"""

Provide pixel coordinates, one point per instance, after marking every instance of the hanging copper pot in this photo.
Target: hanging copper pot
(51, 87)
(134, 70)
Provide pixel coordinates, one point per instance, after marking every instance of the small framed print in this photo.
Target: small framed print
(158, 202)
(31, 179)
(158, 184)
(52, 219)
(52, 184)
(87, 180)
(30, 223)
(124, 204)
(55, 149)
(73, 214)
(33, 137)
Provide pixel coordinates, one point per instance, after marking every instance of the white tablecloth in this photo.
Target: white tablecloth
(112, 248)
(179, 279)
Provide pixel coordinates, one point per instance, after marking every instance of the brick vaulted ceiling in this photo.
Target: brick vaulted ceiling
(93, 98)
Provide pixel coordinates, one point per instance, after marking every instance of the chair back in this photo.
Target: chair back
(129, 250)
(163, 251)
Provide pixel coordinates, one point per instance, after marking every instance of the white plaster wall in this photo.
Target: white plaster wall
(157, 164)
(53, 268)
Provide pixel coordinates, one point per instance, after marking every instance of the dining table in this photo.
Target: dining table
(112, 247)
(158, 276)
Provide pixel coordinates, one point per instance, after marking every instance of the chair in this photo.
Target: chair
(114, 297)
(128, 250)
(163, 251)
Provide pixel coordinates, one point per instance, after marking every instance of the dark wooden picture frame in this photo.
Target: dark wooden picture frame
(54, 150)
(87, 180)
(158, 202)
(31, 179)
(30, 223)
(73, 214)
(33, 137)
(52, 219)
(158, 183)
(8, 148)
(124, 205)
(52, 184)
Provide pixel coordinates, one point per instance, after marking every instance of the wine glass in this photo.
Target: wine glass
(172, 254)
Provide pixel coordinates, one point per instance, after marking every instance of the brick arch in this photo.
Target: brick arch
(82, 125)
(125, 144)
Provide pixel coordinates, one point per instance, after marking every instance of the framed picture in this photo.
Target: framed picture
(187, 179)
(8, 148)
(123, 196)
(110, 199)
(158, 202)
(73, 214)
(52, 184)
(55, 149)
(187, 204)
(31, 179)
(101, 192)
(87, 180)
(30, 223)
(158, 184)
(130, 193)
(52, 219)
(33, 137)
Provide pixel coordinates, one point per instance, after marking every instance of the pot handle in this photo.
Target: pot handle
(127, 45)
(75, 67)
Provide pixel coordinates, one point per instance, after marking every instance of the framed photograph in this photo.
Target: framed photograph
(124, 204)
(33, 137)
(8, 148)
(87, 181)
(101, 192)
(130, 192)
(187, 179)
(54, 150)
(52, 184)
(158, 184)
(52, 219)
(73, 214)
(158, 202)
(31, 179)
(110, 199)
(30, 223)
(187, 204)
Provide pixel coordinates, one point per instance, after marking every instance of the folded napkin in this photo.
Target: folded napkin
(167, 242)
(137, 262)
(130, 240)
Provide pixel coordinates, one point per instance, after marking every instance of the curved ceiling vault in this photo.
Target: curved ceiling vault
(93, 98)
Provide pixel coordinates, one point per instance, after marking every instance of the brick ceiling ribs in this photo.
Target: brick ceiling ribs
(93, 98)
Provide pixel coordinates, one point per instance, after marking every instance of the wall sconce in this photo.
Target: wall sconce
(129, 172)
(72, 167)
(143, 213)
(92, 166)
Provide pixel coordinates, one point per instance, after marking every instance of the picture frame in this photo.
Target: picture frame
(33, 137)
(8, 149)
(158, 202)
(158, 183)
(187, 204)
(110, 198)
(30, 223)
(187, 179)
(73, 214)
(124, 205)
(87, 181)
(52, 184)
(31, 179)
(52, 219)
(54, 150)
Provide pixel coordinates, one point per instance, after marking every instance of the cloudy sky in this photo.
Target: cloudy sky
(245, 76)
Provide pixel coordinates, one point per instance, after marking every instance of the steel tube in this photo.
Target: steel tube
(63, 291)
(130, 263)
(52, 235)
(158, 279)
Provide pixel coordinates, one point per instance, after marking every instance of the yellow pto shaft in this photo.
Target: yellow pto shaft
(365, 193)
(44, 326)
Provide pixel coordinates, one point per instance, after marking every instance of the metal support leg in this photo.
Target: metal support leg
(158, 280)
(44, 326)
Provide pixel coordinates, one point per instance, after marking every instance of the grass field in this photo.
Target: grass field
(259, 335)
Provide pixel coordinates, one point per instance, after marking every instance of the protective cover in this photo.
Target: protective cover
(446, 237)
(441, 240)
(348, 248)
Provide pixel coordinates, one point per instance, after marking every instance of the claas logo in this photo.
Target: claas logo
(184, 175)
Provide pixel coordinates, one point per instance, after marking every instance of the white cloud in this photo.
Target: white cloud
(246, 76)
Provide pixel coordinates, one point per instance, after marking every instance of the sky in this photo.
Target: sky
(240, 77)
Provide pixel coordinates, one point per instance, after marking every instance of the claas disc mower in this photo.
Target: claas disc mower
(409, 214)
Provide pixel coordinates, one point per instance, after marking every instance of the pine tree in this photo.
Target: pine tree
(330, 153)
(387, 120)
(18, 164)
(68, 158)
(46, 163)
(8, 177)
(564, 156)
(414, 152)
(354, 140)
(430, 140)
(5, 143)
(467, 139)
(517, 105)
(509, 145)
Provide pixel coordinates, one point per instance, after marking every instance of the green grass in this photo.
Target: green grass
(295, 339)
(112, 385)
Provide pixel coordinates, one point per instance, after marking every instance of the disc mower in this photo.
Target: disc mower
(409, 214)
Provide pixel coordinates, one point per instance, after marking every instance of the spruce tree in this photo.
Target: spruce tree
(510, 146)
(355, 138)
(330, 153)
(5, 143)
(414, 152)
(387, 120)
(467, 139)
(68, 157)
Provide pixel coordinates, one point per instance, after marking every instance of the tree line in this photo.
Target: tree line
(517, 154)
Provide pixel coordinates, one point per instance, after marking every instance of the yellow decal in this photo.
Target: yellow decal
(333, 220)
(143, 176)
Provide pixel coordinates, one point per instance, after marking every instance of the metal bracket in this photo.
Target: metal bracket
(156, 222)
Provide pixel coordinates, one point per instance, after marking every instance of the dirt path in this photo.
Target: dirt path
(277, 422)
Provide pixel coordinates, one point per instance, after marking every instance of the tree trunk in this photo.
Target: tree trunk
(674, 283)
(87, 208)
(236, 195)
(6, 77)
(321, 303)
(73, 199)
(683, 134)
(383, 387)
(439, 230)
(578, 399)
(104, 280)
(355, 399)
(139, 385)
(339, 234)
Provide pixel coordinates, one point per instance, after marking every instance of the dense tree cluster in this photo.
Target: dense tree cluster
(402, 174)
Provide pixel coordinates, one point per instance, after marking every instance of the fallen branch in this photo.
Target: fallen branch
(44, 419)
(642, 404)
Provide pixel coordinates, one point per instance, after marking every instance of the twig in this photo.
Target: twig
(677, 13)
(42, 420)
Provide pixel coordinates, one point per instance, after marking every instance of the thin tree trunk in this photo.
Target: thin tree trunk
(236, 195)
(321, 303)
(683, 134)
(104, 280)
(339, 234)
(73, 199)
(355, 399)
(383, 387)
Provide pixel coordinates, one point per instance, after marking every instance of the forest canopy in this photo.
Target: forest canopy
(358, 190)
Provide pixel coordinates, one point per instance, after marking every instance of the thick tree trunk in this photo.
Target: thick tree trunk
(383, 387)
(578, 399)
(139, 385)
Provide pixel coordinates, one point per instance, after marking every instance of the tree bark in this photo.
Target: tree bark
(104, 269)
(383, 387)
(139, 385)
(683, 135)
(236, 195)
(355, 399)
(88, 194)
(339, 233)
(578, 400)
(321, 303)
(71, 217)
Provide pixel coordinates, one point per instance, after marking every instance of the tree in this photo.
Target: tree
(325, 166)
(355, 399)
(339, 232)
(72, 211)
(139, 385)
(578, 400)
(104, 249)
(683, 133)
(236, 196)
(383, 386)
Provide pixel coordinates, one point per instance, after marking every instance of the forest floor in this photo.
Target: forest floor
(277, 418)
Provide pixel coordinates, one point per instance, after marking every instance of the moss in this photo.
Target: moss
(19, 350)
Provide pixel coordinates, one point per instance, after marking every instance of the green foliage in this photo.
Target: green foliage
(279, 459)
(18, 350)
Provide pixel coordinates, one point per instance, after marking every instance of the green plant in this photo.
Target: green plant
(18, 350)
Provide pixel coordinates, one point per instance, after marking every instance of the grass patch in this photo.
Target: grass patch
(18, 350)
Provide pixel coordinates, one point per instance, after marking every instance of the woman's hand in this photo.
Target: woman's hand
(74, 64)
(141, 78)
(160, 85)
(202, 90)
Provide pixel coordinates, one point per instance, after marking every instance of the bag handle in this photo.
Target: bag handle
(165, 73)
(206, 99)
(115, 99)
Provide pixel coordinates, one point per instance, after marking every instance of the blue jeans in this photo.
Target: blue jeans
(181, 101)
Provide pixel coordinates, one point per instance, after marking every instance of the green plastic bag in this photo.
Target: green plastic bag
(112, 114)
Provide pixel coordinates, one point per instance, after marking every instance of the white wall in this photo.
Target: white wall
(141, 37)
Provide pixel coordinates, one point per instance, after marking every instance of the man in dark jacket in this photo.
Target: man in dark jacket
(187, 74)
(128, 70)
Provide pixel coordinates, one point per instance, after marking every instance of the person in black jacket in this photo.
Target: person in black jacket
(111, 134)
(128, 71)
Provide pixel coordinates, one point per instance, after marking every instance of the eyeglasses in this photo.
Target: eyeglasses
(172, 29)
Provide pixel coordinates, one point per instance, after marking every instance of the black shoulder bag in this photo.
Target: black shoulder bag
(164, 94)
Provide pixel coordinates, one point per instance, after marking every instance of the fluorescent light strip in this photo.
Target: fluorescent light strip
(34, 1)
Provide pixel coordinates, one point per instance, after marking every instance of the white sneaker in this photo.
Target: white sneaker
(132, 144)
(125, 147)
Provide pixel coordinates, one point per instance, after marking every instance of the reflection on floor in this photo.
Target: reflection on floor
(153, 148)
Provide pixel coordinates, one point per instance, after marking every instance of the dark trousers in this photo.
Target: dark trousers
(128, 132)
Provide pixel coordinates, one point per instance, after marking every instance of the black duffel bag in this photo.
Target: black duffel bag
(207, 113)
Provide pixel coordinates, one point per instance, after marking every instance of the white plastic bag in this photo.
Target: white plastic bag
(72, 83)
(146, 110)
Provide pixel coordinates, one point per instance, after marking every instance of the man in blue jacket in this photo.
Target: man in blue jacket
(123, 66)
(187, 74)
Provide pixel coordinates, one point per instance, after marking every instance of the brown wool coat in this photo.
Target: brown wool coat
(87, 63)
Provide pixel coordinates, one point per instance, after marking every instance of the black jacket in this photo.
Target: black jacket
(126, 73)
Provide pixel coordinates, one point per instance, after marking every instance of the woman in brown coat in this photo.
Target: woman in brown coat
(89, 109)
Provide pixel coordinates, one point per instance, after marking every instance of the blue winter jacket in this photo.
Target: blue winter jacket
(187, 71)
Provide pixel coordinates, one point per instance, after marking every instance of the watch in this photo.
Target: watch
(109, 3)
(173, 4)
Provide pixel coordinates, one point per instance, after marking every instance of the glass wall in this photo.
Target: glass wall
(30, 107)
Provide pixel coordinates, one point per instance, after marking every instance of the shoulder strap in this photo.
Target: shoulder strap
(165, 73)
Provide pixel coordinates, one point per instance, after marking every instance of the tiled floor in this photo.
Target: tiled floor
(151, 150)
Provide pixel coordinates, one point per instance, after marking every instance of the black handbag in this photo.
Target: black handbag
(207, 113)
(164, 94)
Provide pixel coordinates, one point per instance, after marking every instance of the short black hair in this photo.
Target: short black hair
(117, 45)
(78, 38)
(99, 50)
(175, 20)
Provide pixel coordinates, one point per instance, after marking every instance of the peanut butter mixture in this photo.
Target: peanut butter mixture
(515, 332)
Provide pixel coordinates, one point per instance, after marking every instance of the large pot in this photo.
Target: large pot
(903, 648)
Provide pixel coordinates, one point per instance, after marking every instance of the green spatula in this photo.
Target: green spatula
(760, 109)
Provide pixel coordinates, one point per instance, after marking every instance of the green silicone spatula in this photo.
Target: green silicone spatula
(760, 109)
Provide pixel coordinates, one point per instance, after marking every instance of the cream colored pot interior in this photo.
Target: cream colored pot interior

"""

• **Task brief**:
How many of the lines in the records include the string "cream"? Reply with the number alone.

• **Completed exercise**:
2